* START Given data *

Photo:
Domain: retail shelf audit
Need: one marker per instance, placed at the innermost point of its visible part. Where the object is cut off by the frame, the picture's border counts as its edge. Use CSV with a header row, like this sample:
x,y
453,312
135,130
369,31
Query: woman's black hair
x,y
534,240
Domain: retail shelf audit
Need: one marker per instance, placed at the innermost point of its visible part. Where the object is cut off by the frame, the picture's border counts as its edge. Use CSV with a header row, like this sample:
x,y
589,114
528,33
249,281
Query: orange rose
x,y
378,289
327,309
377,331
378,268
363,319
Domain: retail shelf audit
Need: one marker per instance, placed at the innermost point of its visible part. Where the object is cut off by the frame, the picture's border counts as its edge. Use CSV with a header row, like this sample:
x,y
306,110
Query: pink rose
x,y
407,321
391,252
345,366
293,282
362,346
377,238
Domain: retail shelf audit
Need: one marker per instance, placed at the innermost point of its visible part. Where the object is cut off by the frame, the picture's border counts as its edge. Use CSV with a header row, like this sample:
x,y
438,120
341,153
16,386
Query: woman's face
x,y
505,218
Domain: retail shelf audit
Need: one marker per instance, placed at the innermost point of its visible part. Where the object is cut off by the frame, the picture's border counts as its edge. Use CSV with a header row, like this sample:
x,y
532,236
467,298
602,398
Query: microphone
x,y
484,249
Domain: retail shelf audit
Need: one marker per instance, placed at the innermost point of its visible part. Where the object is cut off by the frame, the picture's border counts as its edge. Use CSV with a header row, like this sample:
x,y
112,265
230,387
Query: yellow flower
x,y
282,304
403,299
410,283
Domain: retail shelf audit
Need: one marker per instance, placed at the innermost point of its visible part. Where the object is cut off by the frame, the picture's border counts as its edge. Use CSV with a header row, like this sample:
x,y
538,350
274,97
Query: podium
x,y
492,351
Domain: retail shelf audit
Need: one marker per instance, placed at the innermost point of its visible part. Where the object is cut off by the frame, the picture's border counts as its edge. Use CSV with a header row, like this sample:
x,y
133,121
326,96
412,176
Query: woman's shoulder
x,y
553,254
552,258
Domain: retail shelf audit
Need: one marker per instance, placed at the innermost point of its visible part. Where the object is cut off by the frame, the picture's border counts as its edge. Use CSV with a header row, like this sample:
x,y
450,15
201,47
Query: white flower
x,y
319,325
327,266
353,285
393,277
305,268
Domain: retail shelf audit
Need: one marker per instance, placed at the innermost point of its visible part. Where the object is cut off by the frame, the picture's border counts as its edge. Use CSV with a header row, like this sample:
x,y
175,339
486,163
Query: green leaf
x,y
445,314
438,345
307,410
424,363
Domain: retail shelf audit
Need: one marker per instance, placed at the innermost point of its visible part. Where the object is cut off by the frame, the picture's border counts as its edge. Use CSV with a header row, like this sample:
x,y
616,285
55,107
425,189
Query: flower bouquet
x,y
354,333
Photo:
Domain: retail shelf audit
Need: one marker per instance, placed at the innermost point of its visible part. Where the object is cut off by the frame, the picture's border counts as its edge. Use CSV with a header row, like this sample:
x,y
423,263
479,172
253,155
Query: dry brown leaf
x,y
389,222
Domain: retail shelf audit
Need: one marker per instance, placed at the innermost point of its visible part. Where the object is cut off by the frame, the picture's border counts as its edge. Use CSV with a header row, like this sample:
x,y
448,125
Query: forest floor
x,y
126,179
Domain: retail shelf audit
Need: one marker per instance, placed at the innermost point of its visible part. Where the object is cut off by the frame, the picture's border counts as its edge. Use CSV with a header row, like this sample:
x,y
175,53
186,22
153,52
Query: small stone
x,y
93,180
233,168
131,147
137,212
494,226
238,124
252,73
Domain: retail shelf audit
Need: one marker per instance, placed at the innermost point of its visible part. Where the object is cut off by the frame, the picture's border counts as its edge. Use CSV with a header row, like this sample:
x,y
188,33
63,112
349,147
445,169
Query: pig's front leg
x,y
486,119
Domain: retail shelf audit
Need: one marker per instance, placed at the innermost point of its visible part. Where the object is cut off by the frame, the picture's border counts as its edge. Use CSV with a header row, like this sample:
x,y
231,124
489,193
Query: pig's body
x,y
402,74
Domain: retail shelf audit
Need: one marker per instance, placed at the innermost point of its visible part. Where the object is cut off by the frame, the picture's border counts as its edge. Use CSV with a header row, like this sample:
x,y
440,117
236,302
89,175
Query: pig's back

* END Given data *

■ Written request:
Output the lines above verbatim and in full.

■ Result:
Photo:
Domain: retail shelf audit
Need: one marker per instance, placed at the innermost point of its visible part. Where the object is cut off by the frame, the picture's border counts as its edge. Use CSV with a header row, like this sample:
x,y
453,312
135,130
369,31
Query: woman's black hair
x,y
534,240
Domain: retail shelf audit
Need: one marker per instance, placed at the innermost point of its visible part. Where the object is cut off by the frame, the picture's border counts as its edge. Use CSV with a header row, like this sample:
x,y
589,114
528,33
249,281
Query: orange rose
x,y
378,289
327,309
377,331
378,268
363,319
Domain: retail shelf audit
Need: one marker per instance, placed at the innermost point of its visible part. Where the object is cut off by the frame, the picture's border counts as its edge. Use CSV with a header row, like this sample:
x,y
306,110
Query: pink rose
x,y
407,321
391,252
345,366
293,282
362,346
377,238
Domain: retail shelf audit
Need: one marker per instance, placed at the innermost point of its visible part. Where the object is cut off by the frame, the picture's border counts as its edge. Use CSV with a header row, like this sample:
x,y
438,120
341,153
16,386
Query: woman's face
x,y
505,218
Domain: retail shelf audit
Need: one marker per instance, placed at the innermost point of its visible part. Where the object is cut off by the frame, the picture's border counts as its edge. Use CSV with a header row, like this sample:
x,y
532,236
467,298
602,398
Query: microphone
x,y
484,249
Domain: retail shelf audit
Need: one marker per instance, placed at the innermost point of its visible part. Where the object is cut off by the frame, the picture's border counts as its edge. Use CSV with a header row, like this sample:
x,y
112,265
230,387
Query: yellow flower
x,y
282,304
403,299
410,283
Domain: retail shelf audit
Need: one marker per instance, placed at the innermost point of its visible part. Where the object is cut off by the frame, the picture's border counts as its edge. Use CSV with a header row, like this sample:
x,y
538,350
274,97
Query: podium
x,y
492,351
Domain: retail shelf audit
Need: one marker per instance, placed at the innermost point of its visible part. Where the object is cut off by the frame, the picture's border counts as its edge. Use CSV with a header row, like this sample:
x,y
133,121
326,96
412,176
Query: woman's shoulder
x,y
553,254
552,258
Domain: retail shelf audit
Need: one marker per instance, placed at the innermost point of its visible part. Where the object is cut off by the frame, the picture's border counts as its edge. Use CSV with a header row, like this sample:
x,y
450,15
201,47
Query: white flower
x,y
319,325
327,266
353,285
393,277
305,268
Domain: retail shelf audit
Need: one marker per instance, placed at the innermost point of its visible part. Where the object is cut off by the frame, the picture's border counts as its edge. Use CSV with a header row, like this sample:
x,y
175,339
486,163
Query: green leaf
x,y
445,314
438,345
307,410
424,363
Domain: retail shelf audit
Need: one marker per instance, placed at the innermost point of its visible part. Where the object is cut off by the frame, the picture's border counts as its edge. Use CSV with a header row, like this sample:
x,y
616,285
55,107
425,189
Query: flower bouquet
x,y
354,333
Photo:
Domain: retail shelf audit
Need: one marker per instance, placed at the innermost point of its visible part. Where the object is cut off by the frame, the picture's border counts as its edge. Use CSV with a header row, like this sample:
x,y
423,263
479,172
253,155
Query: dry brown leaf
x,y
389,222
Domain: retail shelf audit
Need: one marker per instance, placed at the innermost point of its visible part. Where the object is cut off by the frame, the picture's border counts as its edge. Use CSV with a header row, like this sample:
x,y
448,125
Query: forest floor
x,y
126,179
Domain: retail shelf audit
Need: one marker per instance, placed at the innermost point of its visible part. Where the object is cut off by the frame, the picture's border counts as its edge. Use CSV with a header row, like this sample:
x,y
175,53
186,22
153,52
Query: small stone
x,y
93,180
233,168
131,147
137,212
494,226
238,124
252,73
Domain: retail shelf audit
Need: one marker per instance, placed at the innermost point of its visible part. Where the object is cut off by the frame, the picture's border counts as its edge. Use CSV with a header row, like this sample:
x,y
188,33
63,112
349,147
445,169
Query: pig's front leg
x,y
486,119
Domain: retail shelf audit
Need: one marker per instance, placed at the innermost point of its visible part. Where the object is cut off by the frame, the picture's border counts as its edge. Use CSV with a header row, like this sample:
x,y
231,124
489,193
Query: pig's body
x,y
402,74
Domain: retail shelf audit
Need: one marker per instance, placed at the innermost point of its visible part. Where the object is cut off by the frame, the picture's border counts as its edge. Use CSV with a header row, like this sample:
x,y
440,117
236,302
89,175
Query: pig's back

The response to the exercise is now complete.